- [Brief] Express the lines below as a JSON array of strings, one string per line, skipping blank lines and leaving the pictures out.

- [Working data]
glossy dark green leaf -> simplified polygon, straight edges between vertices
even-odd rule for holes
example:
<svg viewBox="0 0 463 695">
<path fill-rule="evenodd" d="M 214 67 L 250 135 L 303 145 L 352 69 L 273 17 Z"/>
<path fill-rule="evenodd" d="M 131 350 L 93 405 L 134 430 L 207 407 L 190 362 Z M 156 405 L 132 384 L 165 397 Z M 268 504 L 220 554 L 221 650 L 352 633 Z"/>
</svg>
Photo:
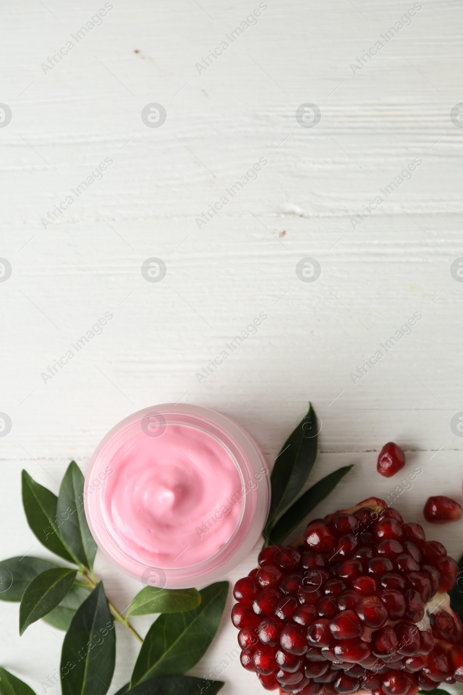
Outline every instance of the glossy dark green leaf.
<svg viewBox="0 0 463 695">
<path fill-rule="evenodd" d="M 457 583 L 453 589 L 451 589 L 448 596 L 451 608 L 453 608 L 461 618 L 463 616 L 463 557 L 460 558 L 458 563 L 458 570 Z"/>
<path fill-rule="evenodd" d="M 46 569 L 56 567 L 53 562 L 24 555 L 0 562 L 0 600 L 20 601 L 26 587 Z"/>
<path fill-rule="evenodd" d="M 75 559 L 65 546 L 56 523 L 56 495 L 22 471 L 22 503 L 31 530 L 49 550 L 68 562 Z"/>
<path fill-rule="evenodd" d="M 319 480 L 309 488 L 307 492 L 301 495 L 273 526 L 270 533 L 271 544 L 274 546 L 280 544 L 287 538 L 289 534 L 307 518 L 310 512 L 332 492 L 339 480 L 352 468 L 352 466 L 344 466 L 342 468 L 338 468 L 321 480 Z"/>
<path fill-rule="evenodd" d="M 86 598 L 88 598 L 89 591 L 85 587 L 73 587 L 67 596 L 65 596 L 59 605 L 42 619 L 45 623 L 56 628 L 58 630 L 69 629 L 71 621 L 76 611 Z"/>
<path fill-rule="evenodd" d="M 106 695 L 116 659 L 112 618 L 100 582 L 77 609 L 61 651 L 62 695 Z"/>
<path fill-rule="evenodd" d="M 76 559 L 88 569 L 93 567 L 96 543 L 83 508 L 84 477 L 75 461 L 65 473 L 58 496 L 57 516 L 61 538 Z"/>
<path fill-rule="evenodd" d="M 201 594 L 196 589 L 158 589 L 145 587 L 135 597 L 126 616 L 149 613 L 181 613 L 193 610 L 201 603 Z"/>
<path fill-rule="evenodd" d="M 19 635 L 30 625 L 50 613 L 69 594 L 77 570 L 67 567 L 47 569 L 26 587 L 19 606 Z"/>
<path fill-rule="evenodd" d="M 275 519 L 299 494 L 307 482 L 317 458 L 317 430 L 315 411 L 309 404 L 307 415 L 285 442 L 271 471 L 271 501 L 264 530 L 266 544 Z"/>
<path fill-rule="evenodd" d="M 133 669 L 131 687 L 158 676 L 180 675 L 192 669 L 214 639 L 227 594 L 228 582 L 201 589 L 194 610 L 165 613 L 153 623 Z"/>
<path fill-rule="evenodd" d="M 192 676 L 160 676 L 139 683 L 129 692 L 131 695 L 216 695 L 224 685 L 222 680 L 208 680 Z"/>
<path fill-rule="evenodd" d="M 35 693 L 27 683 L 0 667 L 0 695 L 35 695 Z"/>
</svg>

- [Completed task]
[
  "glossy dark green leaf -> simplified polygon, straight edges between vertices",
  "even-odd rule for holes",
  "example:",
  "<svg viewBox=\"0 0 463 695\">",
  "<path fill-rule=\"evenodd\" d=\"M 214 67 L 250 135 L 303 145 L 352 69 L 273 17 Z\"/>",
  "<path fill-rule=\"evenodd\" d=\"M 131 350 L 93 405 L 134 430 L 207 407 L 190 362 Z M 156 405 L 132 384 L 165 397 Z M 268 504 L 220 554 L 221 650 L 352 633 Z\"/>",
  "</svg>",
  "Photo:",
  "Outline every instance of the glossy dark green leaf.",
  "<svg viewBox=\"0 0 463 695\">",
  "<path fill-rule=\"evenodd\" d=\"M 457 583 L 453 589 L 451 589 L 448 596 L 451 608 L 453 608 L 461 618 L 463 616 L 463 557 L 460 558 L 458 563 L 458 570 Z\"/>",
  "<path fill-rule=\"evenodd\" d=\"M 46 569 L 56 567 L 53 562 L 24 555 L 0 562 L 0 600 L 20 601 L 26 587 Z\"/>",
  "<path fill-rule=\"evenodd\" d=\"M 75 559 L 65 546 L 56 523 L 56 495 L 22 471 L 22 503 L 31 530 L 49 550 L 68 562 Z\"/>",
  "<path fill-rule=\"evenodd\" d=\"M 319 480 L 309 488 L 307 492 L 301 495 L 273 526 L 270 533 L 271 544 L 274 546 L 280 544 L 287 538 L 289 534 L 307 518 L 310 512 L 332 492 L 339 480 L 352 468 L 352 466 L 344 466 L 342 468 L 338 468 L 321 480 Z\"/>",
  "<path fill-rule=\"evenodd\" d=\"M 86 598 L 88 598 L 89 591 L 85 587 L 73 587 L 67 596 L 65 596 L 59 605 L 42 619 L 45 623 L 56 628 L 58 630 L 69 629 L 71 621 L 76 611 Z\"/>",
  "<path fill-rule=\"evenodd\" d=\"M 106 695 L 116 659 L 112 618 L 100 582 L 77 609 L 61 651 L 62 695 Z\"/>",
  "<path fill-rule=\"evenodd\" d=\"M 76 559 L 88 569 L 93 567 L 96 543 L 83 508 L 84 477 L 75 461 L 65 473 L 58 496 L 57 516 L 61 538 Z\"/>",
  "<path fill-rule=\"evenodd\" d=\"M 201 594 L 196 589 L 158 589 L 145 587 L 135 597 L 126 616 L 149 613 L 181 613 L 193 610 L 201 603 Z\"/>",
  "<path fill-rule=\"evenodd\" d=\"M 19 635 L 30 625 L 50 613 L 69 594 L 77 570 L 67 567 L 47 569 L 26 587 L 19 606 Z\"/>",
  "<path fill-rule=\"evenodd\" d=\"M 275 519 L 299 494 L 307 482 L 317 458 L 317 430 L 315 411 L 309 404 L 307 415 L 285 442 L 271 471 L 271 501 L 264 530 L 266 544 Z\"/>",
  "<path fill-rule=\"evenodd\" d=\"M 133 669 L 131 687 L 158 676 L 180 675 L 192 669 L 214 639 L 227 594 L 228 582 L 201 589 L 194 610 L 165 613 L 153 623 Z\"/>",
  "<path fill-rule=\"evenodd\" d=\"M 192 676 L 160 676 L 139 683 L 129 692 L 131 695 L 216 695 L 224 685 L 222 680 L 208 680 Z\"/>",
  "<path fill-rule=\"evenodd\" d=\"M 35 693 L 27 683 L 0 667 L 0 695 L 35 695 Z\"/>",
  "</svg>"
]